▶ **EXTRACTED TEXT**

--------

FDA still allowing devicemakers to shield medical device safety flaws from the public

The FDA has allowed several devicemakers to file secretive reports on device-related harm and malfunctions, despite the agency saying it wants more transparency on device safety, according to the Star Tribune

One devicemaker, Boston Scientific, was reportedly allowed by the FDA to file secretive reports about four deaths involving its permanent heart implants.

Last week, the FDA declined the Star Tribune's request to release any information regarding the four deaths caused by Boston Scientific's Watchman left-atrial appendage closure device, which is a heart implant used to reduce stroke risk in patients with atrial fibrillation. 

The FDA allowed Boston Scientific to file a non-public adverse event report that summarized the four deaths in a few lines of text and keep secret the name of the study that discovered the deaths. 

Earlier this year, the FDA ended alternative summary reporting, which allowed devicemakers to avoid publicly filing adverse event reports about specific devices that the agency felt were "well-understood," according to the Star Tribune.

Former FDA Commissioner Scott Gottlieb, MD, tweeted that the agency ended the program because it was "imperative that all safety information be available to the public." 

However, in October, JAMA Internal Medicine published a research letter that said an FDA database was still accepting reports from Edwards Lifesciences and Abbott Laboratories that the authors claim misclassified patient injuries and deaths. The letter raised concerns over the accuracy of adverse event reports from devicemakers, despite the agency saying it wanted to improve transparency around medical device safety.

The FDA told the Star Tribune the adverse event report for Boston Scientific's Watchman device was part of a different summary reporting system that the agency still operates, though it is aware that it shields device safety data from the public. 

"We take all patient safety and any potential product-related complications seriously, and are transparent and comprehensive with our reporting of events per established criteria set by the FDA. Boston Scientific has a robust complaint reporting system and we report all relevant complaint information we receive in compliance with all FDA regulations. We do not withhold or keep in secret any relevant complaint information," Boston Scientific told the Star Tribune.

--------

▶ **DATA SHOWN**
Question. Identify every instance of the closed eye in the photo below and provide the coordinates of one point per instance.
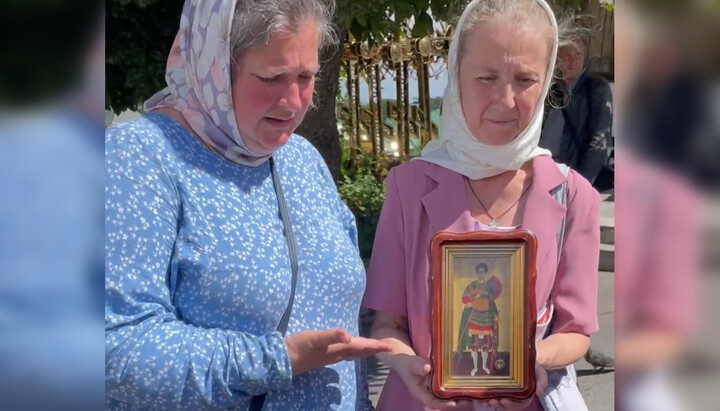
(273, 79)
(527, 81)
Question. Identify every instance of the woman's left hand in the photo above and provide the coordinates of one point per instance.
(512, 404)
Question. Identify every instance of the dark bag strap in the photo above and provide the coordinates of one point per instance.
(258, 401)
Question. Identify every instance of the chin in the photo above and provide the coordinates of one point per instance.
(272, 142)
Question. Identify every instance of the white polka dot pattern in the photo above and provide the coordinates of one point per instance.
(198, 275)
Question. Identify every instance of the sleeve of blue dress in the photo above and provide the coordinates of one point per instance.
(152, 358)
(363, 402)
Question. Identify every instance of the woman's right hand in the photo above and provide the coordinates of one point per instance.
(415, 372)
(315, 349)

--------

▶ **TASK LIST**
1. Using the article on FDA device safety reports, answer:
(a) What is the Watchman device used for?
(b) Which reporting program did the FDA end earlier this year?
(c) Which journal published the research letter in October?
2. From the article on FDA device safety reports, quote the stretch from "One devicemaker, Boston" through "to the Star Tribune.".

▶ **EXERCISE RESULTS**
1.
(a) It is a heart implant used to reduce stroke risk in patients with atrial fibrillation.
(b) Alternative summary reporting.
(c) JAMA Internal Medicine.

2.
One devicemaker, Boston Scientific, was reportedly allowed by the FDA to file secretive reports about four deaths involving its permanent heart implants.

Last week, the FDA declined the Star Tribune's request to release any information regarding the four deaths caused by Boston Scientific's Watchman left-atrial appendage closure device, which is a heart implant used to reduce stroke risk in patients with atrial fibrillation. 

The FDA allowed Boston Scientific to file a non-public adverse event report that summarized the four deaths in a few lines of text and keep secret the name of the study that discovered the deaths. 

Earlier this year, the FDA ended alternative summary reporting, which allowed devicemakers to avoid publicly filing adverse event reports about specific devices that the agency felt were "well-understood," according to the Star Tribune.